_Excerpted passage_
Go and make an appointment with them. If you're too scared to tell them what is going on, show them this post.

It will be much better in the long run to deal with these issues now, rather than allow them to grow and amplify as you get older.

There is a lot of help out there for you, honey. You need to ask for it though and please, please tell your parents what is going on so they can help you too.

Good luck xxx

MrVolvo
04-10-2012, 12:08 AM
I'm sorry for your experience, longliveswift. You are not crazy, you are just a normal girl going through some tough times. Your problem is common among anxiety sufferers and is 100% curable. It sounds as if you suffer from an anxiety disorder and poor self esteem, which often go hand in hand. I'd recommend telling your parents about your problem. How much you tell them really depends on how understanding your parents are. If you don't think they'd be very understanding, don't tell them everything, just tell them you are having self esteem issues and want to see a therapist (make sure it's a cognitive behavioral therapist that specializes in panic disorders).

Please do not give up. I promise you that your feeling is temporary and you will be a better person for overcoming it. Make sure to get plenty of sleep, eat right (limit sugar as much as possible), and take some time each day to meditate (10 minutes would be plenty). There are plenty of free guides to meditation on the internet. You could also ask your parents to purchase the Linden Method, an anxiety elimination program with a very good track record.

(Rows from a collection)
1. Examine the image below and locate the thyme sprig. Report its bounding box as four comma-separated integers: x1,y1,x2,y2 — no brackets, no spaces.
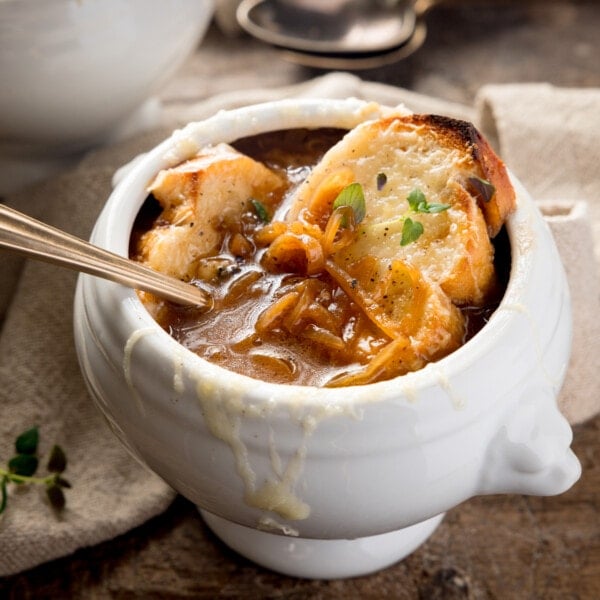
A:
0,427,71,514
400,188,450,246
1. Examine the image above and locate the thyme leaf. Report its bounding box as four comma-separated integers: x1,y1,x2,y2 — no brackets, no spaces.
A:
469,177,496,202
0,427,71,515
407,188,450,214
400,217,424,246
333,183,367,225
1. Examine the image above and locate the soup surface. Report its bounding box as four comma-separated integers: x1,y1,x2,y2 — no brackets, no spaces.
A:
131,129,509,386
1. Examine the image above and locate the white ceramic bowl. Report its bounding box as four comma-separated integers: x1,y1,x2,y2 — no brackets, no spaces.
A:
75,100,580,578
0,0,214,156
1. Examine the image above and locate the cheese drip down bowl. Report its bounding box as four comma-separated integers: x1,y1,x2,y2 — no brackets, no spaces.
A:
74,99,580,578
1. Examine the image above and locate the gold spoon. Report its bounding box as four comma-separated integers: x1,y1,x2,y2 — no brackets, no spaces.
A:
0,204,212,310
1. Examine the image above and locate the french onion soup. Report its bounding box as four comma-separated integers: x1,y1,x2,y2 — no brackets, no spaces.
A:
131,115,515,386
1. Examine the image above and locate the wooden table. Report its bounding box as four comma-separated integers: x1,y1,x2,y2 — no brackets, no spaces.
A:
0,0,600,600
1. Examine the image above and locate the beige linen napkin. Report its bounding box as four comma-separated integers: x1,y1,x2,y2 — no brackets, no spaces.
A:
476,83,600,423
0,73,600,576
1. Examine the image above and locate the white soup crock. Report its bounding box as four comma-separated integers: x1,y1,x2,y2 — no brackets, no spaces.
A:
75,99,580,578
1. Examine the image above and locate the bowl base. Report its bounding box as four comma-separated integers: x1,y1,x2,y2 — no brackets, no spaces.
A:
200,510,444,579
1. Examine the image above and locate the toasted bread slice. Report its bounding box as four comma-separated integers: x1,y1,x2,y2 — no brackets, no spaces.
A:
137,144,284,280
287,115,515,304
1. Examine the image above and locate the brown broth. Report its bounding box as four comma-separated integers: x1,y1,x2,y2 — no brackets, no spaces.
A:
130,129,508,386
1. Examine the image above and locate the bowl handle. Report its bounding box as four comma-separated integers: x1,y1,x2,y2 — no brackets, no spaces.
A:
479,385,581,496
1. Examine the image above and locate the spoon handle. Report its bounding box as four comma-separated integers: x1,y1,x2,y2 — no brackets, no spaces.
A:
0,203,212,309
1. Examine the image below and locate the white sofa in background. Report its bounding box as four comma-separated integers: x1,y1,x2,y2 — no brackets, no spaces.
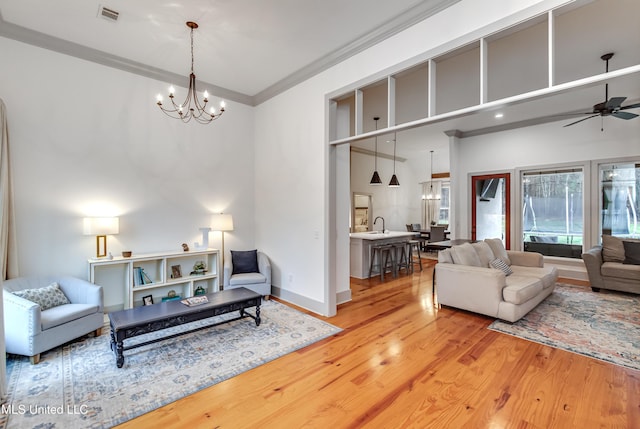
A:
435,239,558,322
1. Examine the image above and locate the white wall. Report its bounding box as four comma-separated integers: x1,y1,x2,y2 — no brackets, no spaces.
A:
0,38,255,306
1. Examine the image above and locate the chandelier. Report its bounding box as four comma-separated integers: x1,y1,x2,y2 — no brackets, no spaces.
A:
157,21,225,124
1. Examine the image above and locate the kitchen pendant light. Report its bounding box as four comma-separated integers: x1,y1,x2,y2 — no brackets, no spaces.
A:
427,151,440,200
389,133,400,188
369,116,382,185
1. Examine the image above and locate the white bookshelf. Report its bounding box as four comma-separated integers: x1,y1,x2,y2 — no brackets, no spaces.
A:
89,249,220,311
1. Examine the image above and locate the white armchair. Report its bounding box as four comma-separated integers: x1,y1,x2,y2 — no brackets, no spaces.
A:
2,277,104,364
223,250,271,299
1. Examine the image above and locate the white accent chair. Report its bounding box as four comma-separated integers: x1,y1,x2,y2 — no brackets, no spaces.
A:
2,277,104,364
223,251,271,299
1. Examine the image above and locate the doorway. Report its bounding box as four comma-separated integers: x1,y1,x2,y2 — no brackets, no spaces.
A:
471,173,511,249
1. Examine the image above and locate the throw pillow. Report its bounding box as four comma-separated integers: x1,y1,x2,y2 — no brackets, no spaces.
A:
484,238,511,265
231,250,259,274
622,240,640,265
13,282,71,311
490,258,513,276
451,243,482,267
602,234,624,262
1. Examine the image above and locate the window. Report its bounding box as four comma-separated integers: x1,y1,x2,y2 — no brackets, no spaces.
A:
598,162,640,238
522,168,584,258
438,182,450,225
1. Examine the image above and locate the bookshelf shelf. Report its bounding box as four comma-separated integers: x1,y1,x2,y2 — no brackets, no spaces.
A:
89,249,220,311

* * *

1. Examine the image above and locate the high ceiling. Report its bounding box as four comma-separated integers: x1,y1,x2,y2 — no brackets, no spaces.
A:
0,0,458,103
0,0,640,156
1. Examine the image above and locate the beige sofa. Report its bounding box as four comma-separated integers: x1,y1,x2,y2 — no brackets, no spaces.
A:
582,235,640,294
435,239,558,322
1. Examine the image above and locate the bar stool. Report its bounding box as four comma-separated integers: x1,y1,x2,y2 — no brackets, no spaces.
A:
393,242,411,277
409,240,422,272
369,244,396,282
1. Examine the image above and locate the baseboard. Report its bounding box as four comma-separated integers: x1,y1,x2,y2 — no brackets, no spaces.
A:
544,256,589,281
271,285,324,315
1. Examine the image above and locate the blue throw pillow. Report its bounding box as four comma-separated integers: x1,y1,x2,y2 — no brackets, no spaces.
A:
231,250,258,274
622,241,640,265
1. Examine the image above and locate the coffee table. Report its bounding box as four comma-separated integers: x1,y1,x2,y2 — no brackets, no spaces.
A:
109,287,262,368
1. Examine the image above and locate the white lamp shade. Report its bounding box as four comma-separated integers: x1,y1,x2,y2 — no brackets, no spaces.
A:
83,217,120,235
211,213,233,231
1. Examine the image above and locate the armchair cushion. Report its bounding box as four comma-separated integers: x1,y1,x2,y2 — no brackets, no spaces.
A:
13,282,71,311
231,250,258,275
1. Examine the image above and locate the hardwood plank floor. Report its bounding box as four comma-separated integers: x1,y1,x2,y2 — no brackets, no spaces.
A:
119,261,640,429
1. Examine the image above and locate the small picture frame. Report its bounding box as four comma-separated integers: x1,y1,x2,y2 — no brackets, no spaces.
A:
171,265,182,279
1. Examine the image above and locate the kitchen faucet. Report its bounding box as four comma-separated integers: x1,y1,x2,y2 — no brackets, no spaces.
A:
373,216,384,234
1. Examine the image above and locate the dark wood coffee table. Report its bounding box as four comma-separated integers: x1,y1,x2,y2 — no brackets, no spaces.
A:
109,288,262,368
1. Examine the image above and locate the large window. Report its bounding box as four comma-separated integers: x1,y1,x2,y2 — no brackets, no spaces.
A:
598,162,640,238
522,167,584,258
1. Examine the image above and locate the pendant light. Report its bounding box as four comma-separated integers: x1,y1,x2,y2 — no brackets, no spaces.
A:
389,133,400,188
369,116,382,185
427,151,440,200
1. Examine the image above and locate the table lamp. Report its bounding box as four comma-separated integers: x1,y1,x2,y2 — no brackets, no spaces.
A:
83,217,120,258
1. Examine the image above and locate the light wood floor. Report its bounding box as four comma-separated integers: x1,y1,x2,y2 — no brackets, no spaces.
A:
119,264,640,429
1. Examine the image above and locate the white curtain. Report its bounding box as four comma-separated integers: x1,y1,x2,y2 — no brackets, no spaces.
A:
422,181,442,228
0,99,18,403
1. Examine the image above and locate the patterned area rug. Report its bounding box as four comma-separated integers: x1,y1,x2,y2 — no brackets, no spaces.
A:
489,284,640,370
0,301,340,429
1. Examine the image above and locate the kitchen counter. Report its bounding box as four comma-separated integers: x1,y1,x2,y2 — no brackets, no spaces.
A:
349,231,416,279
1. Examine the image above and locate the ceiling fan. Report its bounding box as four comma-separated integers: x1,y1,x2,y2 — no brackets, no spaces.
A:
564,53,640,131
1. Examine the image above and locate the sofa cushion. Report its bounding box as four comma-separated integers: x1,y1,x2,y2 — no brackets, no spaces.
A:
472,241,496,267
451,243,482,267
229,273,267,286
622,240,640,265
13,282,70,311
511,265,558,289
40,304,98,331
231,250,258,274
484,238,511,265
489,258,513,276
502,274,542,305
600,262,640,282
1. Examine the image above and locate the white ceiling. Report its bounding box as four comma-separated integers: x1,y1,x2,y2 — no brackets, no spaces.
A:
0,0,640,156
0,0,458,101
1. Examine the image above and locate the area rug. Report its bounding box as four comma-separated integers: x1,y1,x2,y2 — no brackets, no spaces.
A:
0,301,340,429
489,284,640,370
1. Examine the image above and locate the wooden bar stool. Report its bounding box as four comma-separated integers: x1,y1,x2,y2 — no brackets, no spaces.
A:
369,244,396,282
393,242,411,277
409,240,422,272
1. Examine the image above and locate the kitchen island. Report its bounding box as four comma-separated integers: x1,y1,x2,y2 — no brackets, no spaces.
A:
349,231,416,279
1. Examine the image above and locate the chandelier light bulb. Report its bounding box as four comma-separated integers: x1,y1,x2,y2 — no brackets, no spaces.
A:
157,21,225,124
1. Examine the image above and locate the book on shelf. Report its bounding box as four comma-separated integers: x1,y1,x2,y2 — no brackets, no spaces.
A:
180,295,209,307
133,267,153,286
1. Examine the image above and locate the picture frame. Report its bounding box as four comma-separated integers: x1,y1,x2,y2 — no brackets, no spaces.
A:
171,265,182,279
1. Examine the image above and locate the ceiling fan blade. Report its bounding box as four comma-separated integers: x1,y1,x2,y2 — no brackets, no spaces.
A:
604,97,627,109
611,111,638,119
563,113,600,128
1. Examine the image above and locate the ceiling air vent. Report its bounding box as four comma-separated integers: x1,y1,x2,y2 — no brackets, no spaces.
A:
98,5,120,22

_About this task_
Copy the forum replies on anxiety above in full, word for word.

_Response to this exercise_
Go and make an appointment with them. If you're too scared to tell them what is going on, show them this post.

It will be much better in the long run to deal with these issues now, rather than allow them to grow and amplify as you get older.

There is a lot of help out there for you, honey. You need to ask for it though and please, please tell your parents what is going on so they can help you too.

Good luck xxx

MrVolvo
04-10-2012, 12:08 AM
I'm sorry for your experience, longliveswift. You are not crazy, you are just a normal girl going through some tough times. Your problem is common among anxiety sufferers and is 100% curable. It sounds as if you suffer from an anxiety disorder and poor self esteem, which often go hand in hand. I'd recommend telling your parents about your problem. How much you tell them really depends on how understanding your parents are. If you don't think they'd be very understanding, don't tell them everything, just tell them you are having self esteem issues and want to see a therapist (make sure it's a cognitive behavioral therapist that specializes in panic disorders).

Please do not give up. I promise you that your feeling is temporary and you will be a better person for overcoming it. Make sure to get plenty of sleep, eat right (limit sugar as much as possible), and take some time each day to meditate (10 minutes would be plenty). There are plenty of free guides to meditation on the internet. You could also ask your parents to purchase the Linden Method, an anxiety elimination program with a very good track record.